◆ Written instruction ◆
In full and without deviation, write out the entries that follow.

◆ Records shown ◆
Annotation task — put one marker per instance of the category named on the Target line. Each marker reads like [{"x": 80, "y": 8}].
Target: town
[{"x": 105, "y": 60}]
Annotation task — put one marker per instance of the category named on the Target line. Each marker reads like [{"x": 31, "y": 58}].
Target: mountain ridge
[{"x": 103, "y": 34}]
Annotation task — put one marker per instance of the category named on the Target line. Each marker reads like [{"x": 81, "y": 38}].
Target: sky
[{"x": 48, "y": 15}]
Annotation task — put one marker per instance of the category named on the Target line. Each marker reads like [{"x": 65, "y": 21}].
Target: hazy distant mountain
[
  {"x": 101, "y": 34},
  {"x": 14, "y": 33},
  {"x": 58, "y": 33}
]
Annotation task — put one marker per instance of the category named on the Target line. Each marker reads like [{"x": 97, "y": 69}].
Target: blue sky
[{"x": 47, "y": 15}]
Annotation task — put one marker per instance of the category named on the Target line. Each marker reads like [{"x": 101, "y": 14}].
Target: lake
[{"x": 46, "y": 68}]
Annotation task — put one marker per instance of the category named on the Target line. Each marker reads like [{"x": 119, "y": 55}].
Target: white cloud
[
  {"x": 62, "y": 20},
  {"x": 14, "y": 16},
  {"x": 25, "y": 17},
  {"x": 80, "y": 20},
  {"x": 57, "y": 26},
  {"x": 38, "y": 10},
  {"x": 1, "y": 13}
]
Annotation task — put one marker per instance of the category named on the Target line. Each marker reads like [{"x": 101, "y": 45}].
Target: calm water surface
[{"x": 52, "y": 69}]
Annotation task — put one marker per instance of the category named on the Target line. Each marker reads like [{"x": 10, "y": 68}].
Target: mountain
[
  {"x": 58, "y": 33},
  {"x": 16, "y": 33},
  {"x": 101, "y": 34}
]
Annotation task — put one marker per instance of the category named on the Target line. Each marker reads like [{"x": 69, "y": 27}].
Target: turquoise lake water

◆ Written response ◆
Annotation task — put one marker per instance of the category named on the Target line. Each marker reads like [{"x": 80, "y": 8}].
Target: town
[{"x": 105, "y": 60}]
Annotation task — put one marker per instance of the category named on the Target line. Each marker reads like [{"x": 31, "y": 58}].
Target: mountain ridge
[{"x": 103, "y": 34}]
Annotation task — put one marker per instance of the category named on the Target line. Each marker reads like [{"x": 81, "y": 38}].
Target: sky
[{"x": 48, "y": 15}]
Annotation task — put one marker per instance of the category named on the Target line. Each marker reads like [{"x": 65, "y": 21}].
Target: hazy distant mountain
[
  {"x": 101, "y": 34},
  {"x": 14, "y": 33},
  {"x": 58, "y": 33}
]
Annotation task — put one marker per instance of the category named on the Target line. Each marker reads like [{"x": 97, "y": 69}].
Target: blue sky
[{"x": 47, "y": 15}]
Annotation task — put one marker per instance of the category named on the Target line. Each marker reads like [{"x": 101, "y": 14}].
Target: lake
[{"x": 46, "y": 68}]
Annotation task — put one marker per instance of the category named on the Target line. Each marker reads like [{"x": 119, "y": 55}].
Target: white cloud
[
  {"x": 62, "y": 20},
  {"x": 14, "y": 16},
  {"x": 25, "y": 17},
  {"x": 80, "y": 20},
  {"x": 57, "y": 26},
  {"x": 38, "y": 10},
  {"x": 1, "y": 13}
]
Annotation task — put one marker per instance of the category named on the Target line. Each marker reads like [{"x": 101, "y": 45}].
Target: calm water surface
[{"x": 52, "y": 69}]
Annotation task — put one marker per instance of the category named on the Target line. Each marker reads like [{"x": 10, "y": 68}].
Target: mountain
[
  {"x": 58, "y": 33},
  {"x": 16, "y": 33},
  {"x": 101, "y": 34}
]
Annotation task — put one marker per instance of the category named on the Target line. Each marker reads like [{"x": 69, "y": 27}].
Target: turquoise lake water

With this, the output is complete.